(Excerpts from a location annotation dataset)
+++

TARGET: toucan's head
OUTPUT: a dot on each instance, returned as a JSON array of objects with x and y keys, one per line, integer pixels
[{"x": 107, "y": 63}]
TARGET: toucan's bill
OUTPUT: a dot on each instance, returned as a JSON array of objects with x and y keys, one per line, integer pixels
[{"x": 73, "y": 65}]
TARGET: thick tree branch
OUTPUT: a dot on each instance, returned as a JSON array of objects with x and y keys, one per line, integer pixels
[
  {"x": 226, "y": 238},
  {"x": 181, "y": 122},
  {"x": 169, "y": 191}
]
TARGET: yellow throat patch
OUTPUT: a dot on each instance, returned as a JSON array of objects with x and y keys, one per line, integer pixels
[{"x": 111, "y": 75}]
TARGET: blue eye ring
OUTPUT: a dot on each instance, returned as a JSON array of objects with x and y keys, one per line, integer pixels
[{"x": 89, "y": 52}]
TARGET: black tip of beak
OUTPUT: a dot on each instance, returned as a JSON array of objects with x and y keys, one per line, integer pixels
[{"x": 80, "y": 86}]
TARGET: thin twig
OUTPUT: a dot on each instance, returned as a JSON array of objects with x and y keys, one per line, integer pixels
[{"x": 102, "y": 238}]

+++

> _AIM OF THE TASK_
Reproduce every row above, substituting "whole-number pixel coordinates" for each occurrence of "integer pixels" and leaving all other text unchanged.

> _RESPONSE_
TARGET: toucan's head
OUTPUT: a dot on each instance, returned as a JSON array of objects with x and y keys, one per line, whole-number pixel coordinates
[{"x": 107, "y": 63}]
TARGET: toucan's bill
OUTPUT: a dot on each instance, returned as a JSON array of objects with x and y keys, one per line, whole-number pixel coordinates
[{"x": 73, "y": 65}]
TARGET: thick tree branch
OUTPUT: a dot on each instance, returned as a JSON array of objects with x and y keys, one per line, whole-number pixel coordinates
[
  {"x": 226, "y": 238},
  {"x": 181, "y": 122},
  {"x": 169, "y": 191}
]
TARGET: yellow throat patch
OUTPUT: a dot on each instance, returned as a JSON array of objects with x and y keys, one per line, whole-number pixel coordinates
[{"x": 111, "y": 75}]
TARGET: blue eye ring
OUTPUT: a dot on each instance, returned as a JSON array of objects with x and y keys, one per line, whole-number pixel coordinates
[{"x": 89, "y": 52}]
TARGET: black tip of beak
OUTPUT: a dot on each instance, returned as a JSON array of objects with x and y keys, one per line, whole-number pixel coordinates
[{"x": 80, "y": 86}]
TARGET: thin twig
OUTPUT: a dot on each instance, returned as a JSON array of objects with x and y keys, one per line, whole-number pixel coordinates
[{"x": 102, "y": 238}]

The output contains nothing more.